_EXERCISE INSTRUCTIONS_
Where the records below reach the line containing "<point>42,194</point>", start transcribing, and end with the line containing "<point>143,193</point>", exactly and with nothing else added.

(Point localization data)
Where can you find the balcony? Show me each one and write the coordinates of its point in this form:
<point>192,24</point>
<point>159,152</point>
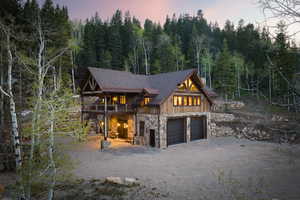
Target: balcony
<point>100,108</point>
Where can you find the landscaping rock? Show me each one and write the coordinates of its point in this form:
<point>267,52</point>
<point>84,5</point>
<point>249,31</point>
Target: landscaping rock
<point>115,180</point>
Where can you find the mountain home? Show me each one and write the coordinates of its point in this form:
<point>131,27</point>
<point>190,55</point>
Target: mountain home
<point>157,110</point>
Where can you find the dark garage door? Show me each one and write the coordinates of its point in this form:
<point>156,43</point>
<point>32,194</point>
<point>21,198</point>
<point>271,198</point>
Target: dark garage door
<point>175,131</point>
<point>198,128</point>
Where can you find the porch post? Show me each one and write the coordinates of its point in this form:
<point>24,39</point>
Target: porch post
<point>105,119</point>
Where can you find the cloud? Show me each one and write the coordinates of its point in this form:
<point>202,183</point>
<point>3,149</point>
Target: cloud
<point>233,10</point>
<point>155,10</point>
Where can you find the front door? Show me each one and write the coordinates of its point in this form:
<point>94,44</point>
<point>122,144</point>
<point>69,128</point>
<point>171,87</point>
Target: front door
<point>198,128</point>
<point>175,131</point>
<point>152,138</point>
<point>122,129</point>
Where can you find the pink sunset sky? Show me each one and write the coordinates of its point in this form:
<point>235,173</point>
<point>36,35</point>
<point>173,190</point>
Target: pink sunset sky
<point>157,10</point>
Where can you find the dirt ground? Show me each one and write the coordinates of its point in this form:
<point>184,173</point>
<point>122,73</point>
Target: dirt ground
<point>218,168</point>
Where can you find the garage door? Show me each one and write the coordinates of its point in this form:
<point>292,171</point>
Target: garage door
<point>198,128</point>
<point>175,131</point>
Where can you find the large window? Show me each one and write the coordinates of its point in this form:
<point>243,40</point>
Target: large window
<point>122,99</point>
<point>147,100</point>
<point>186,100</point>
<point>142,128</point>
<point>188,85</point>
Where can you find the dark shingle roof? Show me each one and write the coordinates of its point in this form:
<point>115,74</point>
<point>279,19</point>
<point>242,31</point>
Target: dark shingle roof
<point>162,85</point>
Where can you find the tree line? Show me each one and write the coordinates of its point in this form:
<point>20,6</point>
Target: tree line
<point>42,49</point>
<point>235,60</point>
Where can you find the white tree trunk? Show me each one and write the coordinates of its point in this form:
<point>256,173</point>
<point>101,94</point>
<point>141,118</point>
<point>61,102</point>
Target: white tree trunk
<point>146,57</point>
<point>52,166</point>
<point>73,73</point>
<point>1,101</point>
<point>36,111</point>
<point>12,106</point>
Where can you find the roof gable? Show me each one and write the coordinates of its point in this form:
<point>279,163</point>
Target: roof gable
<point>161,86</point>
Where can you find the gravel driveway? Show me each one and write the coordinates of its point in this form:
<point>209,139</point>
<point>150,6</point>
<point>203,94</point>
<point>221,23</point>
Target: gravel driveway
<point>219,168</point>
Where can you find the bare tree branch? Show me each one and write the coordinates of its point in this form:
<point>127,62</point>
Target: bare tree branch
<point>5,93</point>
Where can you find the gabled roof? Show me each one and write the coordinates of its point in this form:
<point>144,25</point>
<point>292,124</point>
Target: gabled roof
<point>160,86</point>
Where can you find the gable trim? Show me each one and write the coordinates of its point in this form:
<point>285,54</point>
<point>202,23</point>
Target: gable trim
<point>92,83</point>
<point>201,88</point>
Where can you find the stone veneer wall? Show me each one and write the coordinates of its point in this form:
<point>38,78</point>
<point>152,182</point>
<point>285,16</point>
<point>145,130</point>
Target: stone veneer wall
<point>113,125</point>
<point>151,122</point>
<point>163,125</point>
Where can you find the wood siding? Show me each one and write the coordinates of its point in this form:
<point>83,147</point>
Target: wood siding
<point>168,108</point>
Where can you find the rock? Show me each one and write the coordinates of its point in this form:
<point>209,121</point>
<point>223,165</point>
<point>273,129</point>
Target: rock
<point>2,188</point>
<point>131,181</point>
<point>115,180</point>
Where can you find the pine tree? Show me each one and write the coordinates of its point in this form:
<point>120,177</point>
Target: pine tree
<point>224,72</point>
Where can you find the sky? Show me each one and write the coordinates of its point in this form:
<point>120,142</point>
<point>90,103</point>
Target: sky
<point>157,10</point>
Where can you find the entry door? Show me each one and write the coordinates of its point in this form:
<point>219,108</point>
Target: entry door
<point>175,131</point>
<point>198,128</point>
<point>122,129</point>
<point>152,138</point>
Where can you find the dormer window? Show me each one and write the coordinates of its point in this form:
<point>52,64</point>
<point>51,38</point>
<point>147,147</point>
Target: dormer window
<point>186,100</point>
<point>147,100</point>
<point>188,85</point>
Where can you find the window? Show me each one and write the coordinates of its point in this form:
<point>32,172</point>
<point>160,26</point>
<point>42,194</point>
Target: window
<point>195,101</point>
<point>142,128</point>
<point>198,101</point>
<point>147,100</point>
<point>180,101</point>
<point>188,85</point>
<point>175,100</point>
<point>190,101</point>
<point>186,100</point>
<point>122,99</point>
<point>114,100</point>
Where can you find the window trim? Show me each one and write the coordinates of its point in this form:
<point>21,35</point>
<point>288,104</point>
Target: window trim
<point>187,100</point>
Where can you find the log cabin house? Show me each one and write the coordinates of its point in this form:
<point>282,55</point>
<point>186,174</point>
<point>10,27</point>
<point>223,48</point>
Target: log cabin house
<point>156,110</point>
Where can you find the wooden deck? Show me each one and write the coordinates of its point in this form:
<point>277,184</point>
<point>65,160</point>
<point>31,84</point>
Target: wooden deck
<point>117,108</point>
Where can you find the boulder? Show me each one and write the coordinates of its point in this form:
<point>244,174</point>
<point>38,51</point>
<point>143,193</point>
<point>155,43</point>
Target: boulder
<point>115,180</point>
<point>131,181</point>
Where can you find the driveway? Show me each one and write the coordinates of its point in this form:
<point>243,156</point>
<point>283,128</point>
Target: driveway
<point>218,168</point>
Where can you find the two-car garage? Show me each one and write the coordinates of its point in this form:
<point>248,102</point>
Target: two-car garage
<point>177,129</point>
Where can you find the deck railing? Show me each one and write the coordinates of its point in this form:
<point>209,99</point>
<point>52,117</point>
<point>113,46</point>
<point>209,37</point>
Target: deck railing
<point>110,108</point>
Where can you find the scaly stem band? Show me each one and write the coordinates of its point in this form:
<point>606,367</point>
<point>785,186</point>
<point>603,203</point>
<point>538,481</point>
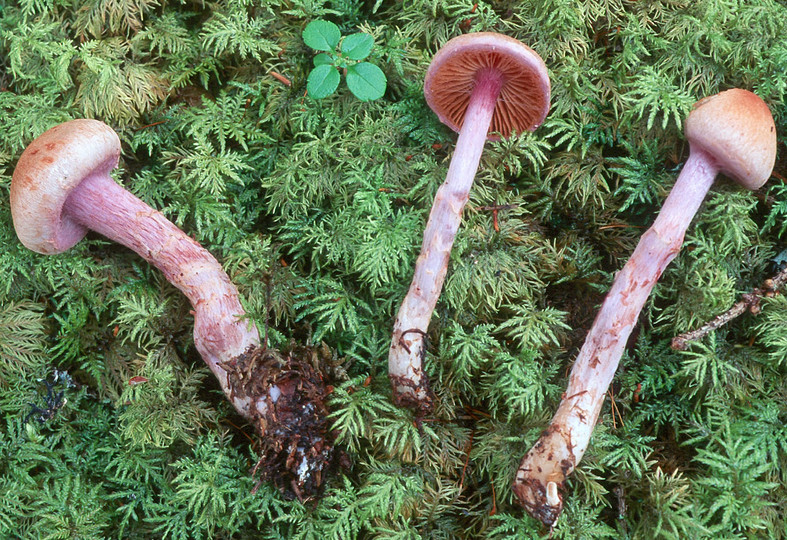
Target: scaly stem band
<point>405,366</point>
<point>543,471</point>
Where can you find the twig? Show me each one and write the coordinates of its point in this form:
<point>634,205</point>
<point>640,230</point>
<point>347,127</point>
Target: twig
<point>749,302</point>
<point>467,459</point>
<point>281,78</point>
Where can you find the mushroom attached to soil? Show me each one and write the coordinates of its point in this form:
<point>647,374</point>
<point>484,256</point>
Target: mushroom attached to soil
<point>61,188</point>
<point>733,133</point>
<point>484,86</point>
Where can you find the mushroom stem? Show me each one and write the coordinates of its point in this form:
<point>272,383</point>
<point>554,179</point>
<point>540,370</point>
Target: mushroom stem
<point>405,368</point>
<point>543,470</point>
<point>220,331</point>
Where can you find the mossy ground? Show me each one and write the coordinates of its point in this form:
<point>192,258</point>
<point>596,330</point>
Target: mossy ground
<point>315,209</point>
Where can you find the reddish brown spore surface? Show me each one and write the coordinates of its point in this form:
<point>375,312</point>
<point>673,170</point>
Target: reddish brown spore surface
<point>520,106</point>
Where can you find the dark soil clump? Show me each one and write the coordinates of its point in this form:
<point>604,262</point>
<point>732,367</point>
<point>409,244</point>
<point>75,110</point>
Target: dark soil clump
<point>296,447</point>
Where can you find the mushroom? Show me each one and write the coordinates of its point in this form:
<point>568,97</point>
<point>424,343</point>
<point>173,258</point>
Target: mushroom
<point>484,86</point>
<point>732,132</point>
<point>61,188</point>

_WRITTEN SOLUTION_
<point>42,194</point>
Target: window
<point>195,101</point>
<point>142,128</point>
<point>198,101</point>
<point>147,100</point>
<point>180,101</point>
<point>188,85</point>
<point>175,100</point>
<point>190,101</point>
<point>186,100</point>
<point>122,99</point>
<point>114,100</point>
Where can you find the window trim? Show me each one and write the coordinates of its point in this form:
<point>21,35</point>
<point>288,104</point>
Target: window trim
<point>187,100</point>
Where can you find the log cabin house? Show me each one and write the coordinates of its point in this form:
<point>282,55</point>
<point>186,174</point>
<point>10,27</point>
<point>223,48</point>
Target: log cabin house
<point>156,110</point>
Where can you find the wooden deck? Show me each one and write the coordinates of its point in this form:
<point>277,184</point>
<point>65,160</point>
<point>31,84</point>
Target: wooden deck
<point>117,108</point>
Where can you find the boulder? Show me each one and write the coordinates of its point in this form:
<point>244,174</point>
<point>38,51</point>
<point>143,193</point>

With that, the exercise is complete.